AIM OF THE EXERCISE:
Could you copy every entry exactly, with nothing changed?

########

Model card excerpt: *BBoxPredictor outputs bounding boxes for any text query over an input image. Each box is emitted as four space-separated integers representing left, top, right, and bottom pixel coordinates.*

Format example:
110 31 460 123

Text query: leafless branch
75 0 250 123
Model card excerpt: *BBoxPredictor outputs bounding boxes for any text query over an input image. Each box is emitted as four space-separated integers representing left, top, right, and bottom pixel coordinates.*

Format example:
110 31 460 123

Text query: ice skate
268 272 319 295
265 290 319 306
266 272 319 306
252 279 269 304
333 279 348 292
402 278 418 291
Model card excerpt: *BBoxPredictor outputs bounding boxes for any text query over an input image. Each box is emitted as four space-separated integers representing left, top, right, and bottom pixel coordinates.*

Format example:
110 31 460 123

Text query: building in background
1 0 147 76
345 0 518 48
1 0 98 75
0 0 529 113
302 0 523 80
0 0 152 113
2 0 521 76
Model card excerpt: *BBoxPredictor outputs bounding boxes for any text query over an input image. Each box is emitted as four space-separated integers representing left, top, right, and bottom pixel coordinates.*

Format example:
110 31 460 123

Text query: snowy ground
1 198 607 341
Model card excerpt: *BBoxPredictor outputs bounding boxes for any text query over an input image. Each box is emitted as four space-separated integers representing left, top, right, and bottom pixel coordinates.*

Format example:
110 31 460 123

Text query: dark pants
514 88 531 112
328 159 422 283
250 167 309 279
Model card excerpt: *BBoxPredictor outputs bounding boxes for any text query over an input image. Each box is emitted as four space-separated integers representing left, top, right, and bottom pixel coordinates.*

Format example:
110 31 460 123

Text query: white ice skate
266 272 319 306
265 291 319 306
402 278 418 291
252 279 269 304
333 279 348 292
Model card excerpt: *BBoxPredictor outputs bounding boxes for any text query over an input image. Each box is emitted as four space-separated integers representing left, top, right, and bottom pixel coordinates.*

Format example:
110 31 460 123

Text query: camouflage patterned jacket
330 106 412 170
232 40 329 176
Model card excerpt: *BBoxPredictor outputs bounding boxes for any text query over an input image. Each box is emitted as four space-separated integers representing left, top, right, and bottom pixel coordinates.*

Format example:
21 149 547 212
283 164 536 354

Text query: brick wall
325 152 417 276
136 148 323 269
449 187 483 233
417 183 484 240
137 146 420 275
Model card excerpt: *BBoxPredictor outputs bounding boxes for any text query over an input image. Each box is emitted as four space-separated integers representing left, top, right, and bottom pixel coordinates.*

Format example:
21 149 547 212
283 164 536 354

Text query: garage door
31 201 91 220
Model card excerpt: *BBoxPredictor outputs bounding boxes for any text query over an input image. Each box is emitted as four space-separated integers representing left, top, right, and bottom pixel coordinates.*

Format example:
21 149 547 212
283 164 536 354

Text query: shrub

########

EXERCISE ANSWER:
Model card excerpt: *BBoxPredictor outputs bounding boxes for any text query over an input image. Each box is emitted as four space-separated integers representing left, top, right, and bottom pixel coordinates.*

Format example:
110 31 460 123

Text query: leafless branch
75 0 250 123
Model card excerpt: *BBoxPredictor outputs bounding boxes for any text query over an input image. Each box is emitted as four space-separated integers representing left, top, right, and bottom pixel coordinates.*

Format example:
110 31 460 123

Text query: ice skate
268 272 319 295
265 290 319 306
266 272 319 306
252 279 269 304
333 279 348 292
402 278 418 291
Model card excerpt: *BBoxPredictor outputs bounding boxes for any text query over an input image. Each box is emitted as four space-separated integers representing left, top, right, and bottom pixel coordinates.*

Format example:
110 31 460 123

Text query: building in background
1 0 147 76
345 0 518 48
1 0 98 75
0 0 529 113
302 0 523 80
0 0 152 113
2 0 521 76
Model card excerpt: *BBoxPredictor outputs bounding boxes for any text query over an input image. Each box is emitted as four space-separated integers representing left, top, right, and bottom pixel coordinates.*

Format example:
110 31 460 123

Text query: snowy ground
1 198 607 341
Model card excerpt: *BBoxPredictor outputs bounding boxes for any text query over an input image. Each box is emitted as four space-separated integers representing left, top, right, and bottom pixel coordinates.*

Format example:
110 31 460 123

Text query: dark pants
514 88 531 112
328 159 422 283
250 167 309 279
Model card excerpt: *BBoxPredictor outputs bounding boxes for any text query over an input image. Each box is emitted as four space-separated integers representing left, top, right, and bottom pixel coordinates.*

Format example:
110 31 460 123

Text query: white ice skate
266 272 319 306
265 291 319 306
402 278 418 291
252 279 269 304
333 279 348 292
Model card excerpt: *BBoxPredictor outputs bounding boxes for any text query over an input image. Each box is emitted as four space-separated integers representing left, top, right, and bottom pixel coordinates.*

Format example:
110 31 460 123

Text query: camouflage patterned jacket
330 106 412 170
232 40 329 176
Model card excerpt: *BBoxPredictor outputs bounding boxes for any text query over an input image. Each box is emitted as four space-separated integers representing left, top, right, and bottom pixel coordinates.*

Format example:
21 149 547 212
283 164 536 354

Text query: brick wall
325 152 417 276
136 148 323 269
449 187 483 233
417 183 484 240
137 146 420 275
Model card excerpt: *BBoxPredictor outputs bounding boxes for any text query over an input image. Each box is emitted as four space-separated integers representing left, top, right, and bottom pixel coordinates.*

Format example:
21 149 547 212
283 164 536 354

Text query: garage door
31 201 91 220
Model card excerpt: *BBoxPredictor outputs bounding boxes for any text query over an input image. Each box is emitted as four space-separated integers representing left, top, right, and bottom pixel coordinates.*

Format example:
21 149 547 212
283 164 536 354

Text query: shrub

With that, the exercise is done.